Phrase grounding data
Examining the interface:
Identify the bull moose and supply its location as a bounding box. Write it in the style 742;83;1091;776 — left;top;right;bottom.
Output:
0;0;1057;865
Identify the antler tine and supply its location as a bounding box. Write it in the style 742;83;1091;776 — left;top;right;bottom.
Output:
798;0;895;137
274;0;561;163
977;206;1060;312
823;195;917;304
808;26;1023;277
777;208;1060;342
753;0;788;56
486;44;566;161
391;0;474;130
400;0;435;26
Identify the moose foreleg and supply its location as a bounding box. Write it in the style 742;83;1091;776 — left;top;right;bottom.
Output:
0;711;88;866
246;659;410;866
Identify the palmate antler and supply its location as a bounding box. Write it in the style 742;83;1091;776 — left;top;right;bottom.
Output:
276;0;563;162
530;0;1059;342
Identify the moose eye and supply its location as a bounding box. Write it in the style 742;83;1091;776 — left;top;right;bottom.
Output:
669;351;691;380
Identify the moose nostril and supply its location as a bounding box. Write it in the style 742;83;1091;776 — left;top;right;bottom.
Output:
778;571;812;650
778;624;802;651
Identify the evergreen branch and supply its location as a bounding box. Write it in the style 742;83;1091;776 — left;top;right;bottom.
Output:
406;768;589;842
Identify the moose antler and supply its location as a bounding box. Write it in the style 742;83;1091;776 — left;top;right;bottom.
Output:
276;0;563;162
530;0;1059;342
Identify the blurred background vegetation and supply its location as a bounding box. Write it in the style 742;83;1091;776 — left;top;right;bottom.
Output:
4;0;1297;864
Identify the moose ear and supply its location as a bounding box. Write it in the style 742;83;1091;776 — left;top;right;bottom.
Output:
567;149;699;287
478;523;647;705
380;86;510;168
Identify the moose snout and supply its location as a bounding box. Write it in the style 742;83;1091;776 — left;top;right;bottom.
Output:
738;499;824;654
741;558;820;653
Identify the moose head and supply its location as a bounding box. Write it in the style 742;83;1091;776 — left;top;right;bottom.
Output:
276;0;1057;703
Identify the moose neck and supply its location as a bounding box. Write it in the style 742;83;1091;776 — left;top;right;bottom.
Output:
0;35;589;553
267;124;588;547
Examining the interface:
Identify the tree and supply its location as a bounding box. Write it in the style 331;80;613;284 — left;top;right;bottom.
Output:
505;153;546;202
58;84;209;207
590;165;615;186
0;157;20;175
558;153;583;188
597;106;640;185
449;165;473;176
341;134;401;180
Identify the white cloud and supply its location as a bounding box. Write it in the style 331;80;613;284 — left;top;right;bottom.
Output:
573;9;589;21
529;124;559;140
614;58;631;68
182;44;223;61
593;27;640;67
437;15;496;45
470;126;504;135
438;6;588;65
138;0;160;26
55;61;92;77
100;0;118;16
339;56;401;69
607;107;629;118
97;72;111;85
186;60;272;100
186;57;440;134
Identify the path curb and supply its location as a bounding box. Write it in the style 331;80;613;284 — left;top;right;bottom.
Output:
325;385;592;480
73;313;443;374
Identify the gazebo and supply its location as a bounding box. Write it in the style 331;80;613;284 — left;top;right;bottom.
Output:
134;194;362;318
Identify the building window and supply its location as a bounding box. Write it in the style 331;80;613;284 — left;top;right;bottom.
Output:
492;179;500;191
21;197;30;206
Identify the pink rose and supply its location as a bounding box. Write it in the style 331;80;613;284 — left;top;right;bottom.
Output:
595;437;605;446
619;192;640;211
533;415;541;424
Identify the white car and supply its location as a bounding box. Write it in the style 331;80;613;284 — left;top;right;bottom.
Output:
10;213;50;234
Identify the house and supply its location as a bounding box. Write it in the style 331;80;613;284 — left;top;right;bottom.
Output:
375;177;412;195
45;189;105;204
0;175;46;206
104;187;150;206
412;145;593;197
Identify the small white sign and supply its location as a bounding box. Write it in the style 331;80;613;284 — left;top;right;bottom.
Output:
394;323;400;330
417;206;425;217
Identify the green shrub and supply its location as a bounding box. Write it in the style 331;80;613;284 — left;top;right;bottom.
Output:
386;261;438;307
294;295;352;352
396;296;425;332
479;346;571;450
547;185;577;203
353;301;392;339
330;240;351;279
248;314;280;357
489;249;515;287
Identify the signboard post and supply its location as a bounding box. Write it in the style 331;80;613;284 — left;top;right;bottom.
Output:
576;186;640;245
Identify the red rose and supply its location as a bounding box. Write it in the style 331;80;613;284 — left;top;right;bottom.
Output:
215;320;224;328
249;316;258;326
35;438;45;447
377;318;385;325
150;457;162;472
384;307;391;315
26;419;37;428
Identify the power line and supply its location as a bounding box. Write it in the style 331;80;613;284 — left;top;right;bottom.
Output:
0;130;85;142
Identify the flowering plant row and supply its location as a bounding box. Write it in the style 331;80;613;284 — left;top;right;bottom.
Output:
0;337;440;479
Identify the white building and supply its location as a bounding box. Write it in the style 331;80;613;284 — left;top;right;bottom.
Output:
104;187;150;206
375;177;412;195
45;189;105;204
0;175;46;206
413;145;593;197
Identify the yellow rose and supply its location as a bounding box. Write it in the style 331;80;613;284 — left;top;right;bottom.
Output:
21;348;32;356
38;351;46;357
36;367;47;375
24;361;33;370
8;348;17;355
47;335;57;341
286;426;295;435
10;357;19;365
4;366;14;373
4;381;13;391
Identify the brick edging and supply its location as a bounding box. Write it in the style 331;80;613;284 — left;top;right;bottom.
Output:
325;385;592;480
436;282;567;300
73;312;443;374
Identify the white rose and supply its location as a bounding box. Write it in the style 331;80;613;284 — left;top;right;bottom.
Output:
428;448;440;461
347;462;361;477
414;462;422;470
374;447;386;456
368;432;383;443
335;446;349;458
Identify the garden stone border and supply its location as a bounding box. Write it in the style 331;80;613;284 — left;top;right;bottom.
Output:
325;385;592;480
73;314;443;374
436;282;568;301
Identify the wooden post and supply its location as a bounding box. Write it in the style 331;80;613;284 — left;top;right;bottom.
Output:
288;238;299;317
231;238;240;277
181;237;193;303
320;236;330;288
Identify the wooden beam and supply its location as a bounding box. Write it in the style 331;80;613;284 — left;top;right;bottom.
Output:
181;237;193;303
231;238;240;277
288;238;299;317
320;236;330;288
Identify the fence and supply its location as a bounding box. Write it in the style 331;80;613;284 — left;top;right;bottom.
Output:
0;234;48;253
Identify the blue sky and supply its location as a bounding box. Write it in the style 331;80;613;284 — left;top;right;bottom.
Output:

WHAT THE TASK REQUIRES: All of the records above are to be set down again exactly.

WRITTEN SOLUTION:
Examining the interface:
Identify the bull moose and supply its location as a bounding box. Write it in the style 742;83;1091;776 — left;top;right;bottom.
Output:
0;0;1057;865
Identify the antler tine and supply its location as a bounding box. Write it in the style 742;83;1091;776 — left;top;right;bottom.
Output:
798;0;895;137
274;0;561;163
977;206;1060;312
823;195;917;304
808;26;1023;277
777;208;1060;342
753;0;788;56
486;44;566;161
391;0;474;130
400;0;435;26
Identify the moose foreleg and supply its location as a bounding box. Write it in the style 742;83;1091;776 — left;top;right;bottom.
Output:
0;711;88;866
246;659;410;866
Identify the palmate antler and supply its location as a bounding box. Write it in the style 742;83;1091;776 — left;top;right;bottom.
Output:
276;0;563;162
530;0;1059;342
Identify the moose eye and supply its location as a bounding box. Write it in the style 742;83;1091;776 — left;top;right;bottom.
Output:
669;351;691;380
Identify the moose nostril and supply its location as a bounding box. Write it in the style 742;83;1091;776 — left;top;right;bottom.
Output:
778;571;812;650
778;624;802;651
Identify the evergreen branch and supply its location as a bounding box. Write it in the style 742;83;1091;776 — left;top;right;bottom.
Output:
406;768;589;842
Identify the moose antler and supply its location as a bounding box. Write it in the style 742;83;1091;776 — left;top;right;bottom.
Output:
276;0;563;162
530;0;1059;342
Identify the blurred background vegetation and supply its location as a bounding box. Write it in the style 742;83;1091;776 — left;top;right;bottom.
Output:
4;0;1297;864
Identify the moose ear and supply its location as a bounding box. Write it in the style 742;83;1091;776 — left;top;right;bottom.
Output:
567;149;699;287
478;523;647;705
380;86;510;168
Identify the moose snout and supply its location as a bounding box. Write it in the style 742;83;1091;776 — left;top;right;bottom.
Output:
738;499;824;654
741;558;820;653
Identify the moose head and supply its location as a bounding box. Write it in the style 742;83;1091;776 — left;top;right;bottom.
Output:
276;0;1057;703
Identify the moose neck and supply its location as a bounding box. Write it in the style 742;83;1091;776 — left;top;right;bottom.
Output:
0;35;589;553
267;124;588;547
Examining the interface:
Identify the tree and supply its location as a bounding box. Write it in the style 331;80;613;284 — left;top;right;bottom.
Output:
505;153;546;202
58;84;209;207
590;165;615;186
0;157;20;175
558;153;583;188
597;106;640;185
449;165;473;176
341;134;401;180
Identify the white cloud and supply its location as a bounding box. Write it in the style 331;80;613;284 — left;top;right;bottom.
Output:
573;9;589;21
529;124;559;140
614;58;631;68
182;44;223;61
593;27;640;67
437;15;496;45
470;126;504;135
438;6;588;65
138;0;160;26
55;61;92;77
100;0;118;16
339;56;401;69
607;107;629;118
97;72;111;85
186;60;272;100
186;57;440;134
Identify the path curb and supply its location as a bounding box. Write it in the style 331;80;613;284 — left;top;right;bottom.
Output:
325;385;592;480
73;313;443;374
Identify the gazebo and supply its location as a bounding box. Write it in the style 331;80;613;284 — left;top;right;bottom.
Output:
134;194;362;318
Identify the building window and supply its location as a bounding box. Write it in the style 331;80;613;284 — left;top;right;bottom.
Output:
492;179;500;191
21;197;30;206
Identify the pink rose and supply its location as a bounding box. Write it in the style 331;80;613;284 — left;top;right;bottom.
Output:
595;437;605;446
619;192;640;211
533;415;541;424
Identify the white car and supply its location as a bounding box. Write it in the style 331;80;613;284 — left;top;right;bottom.
Output:
10;213;50;234
Identify the house and supply its location as a bounding box. Write it in the style 331;80;613;284 — left;top;right;bottom.
Output:
375;177;412;195
45;189;105;204
0;175;46;206
104;187;150;206
412;145;593;197
Identify the small white sign and supply its location as a bounding box. Write it in the style 331;80;613;284 — left;top;right;bottom.
Output:
394;323;400;330
417;206;425;217
Identify the green shrub and supply its location as a bounding box. Write it in the style 331;80;613;284 — left;top;right;bottom.
Output:
386;261;438;307
294;295;352;352
396;296;425;332
479;346;571;450
547;185;577;203
353;301;392;339
330;240;351;279
248;314;280;357
489;249;515;287
Identify the signboard post and supply its location as a bounding box. Write it in the style 331;80;613;284 — left;top;right;bottom.
Output:
576;186;640;245
Identify the red rose and supply its location as a bounding box. Write it in the style 331;80;613;284 — left;top;right;bottom.
Output:
215;320;224;328
249;316;258;326
35;438;45;447
377;318;385;325
150;457;162;472
384;307;391;315
26;419;37;428
Identify the power line and supply its location as a bounding box. Write it in the style 331;80;613;284 — left;top;right;bottom.
Output:
0;130;85;142
Identify the flowering plant row and supply its location as a bounding box. Write it in the style 331;80;613;284 — left;top;right;bottom.
Output:
0;337;440;479
Identify the white building and supply its location as a bounding box. Write it in the style 331;80;613;284 — left;top;right;bottom.
Output:
104;187;150;206
375;177;412;195
45;189;105;204
0;175;46;206
413;145;593;197
Identify the yellow rose and supply its location as a bounding box. Write it in the style 331;80;613;284 — left;top;right;bottom.
Output:
21;348;32;356
38;351;46;357
36;367;47;375
24;361;33;370
8;348;17;355
47;335;57;341
286;426;295;435
10;357;19;365
4;366;14;373
4;381;13;391
Identify the brick edging and supply its location as a bounding box. Write it in the style 331;80;613;284 — left;top;right;bottom.
Output:
325;385;592;480
436;282;567;300
73;312;443;374
Identify the white rose and supply its location as a bounding box. Write it in the style 331;80;613;284 — left;top;right;bottom.
Output:
428;448;440;461
347;462;361;477
414;462;422;470
374;447;386;456
368;432;383;443
335;446;349;458
Identify the garden stone border and supply its location as a bounding box. Write it in the style 331;80;613;284 — left;top;right;bottom.
Output:
325;385;592;480
73;314;443;374
436;282;568;301
Identify the wooden post and supply its location as a bounding box. Write it in the style 331;80;613;284 — left;top;right;bottom.
Output:
288;238;299;317
231;238;240;277
181;237;193;303
320;236;330;288
Identify the wooden beam and supply its location as a bounding box. Write it in the style 331;80;613;284 — left;top;right;bottom.
Output:
181;237;193;303
231;238;240;277
288;238;299;317
320;236;330;288
Identify the fence and supply its location as a bounding box. Write it in the style 331;80;613;284 — left;top;right;bottom.
Output:
0;234;48;253
Identify the blue sky and supply its location as a bounding box. Write it in the style 331;80;613;284 — left;top;right;bottom.
Output:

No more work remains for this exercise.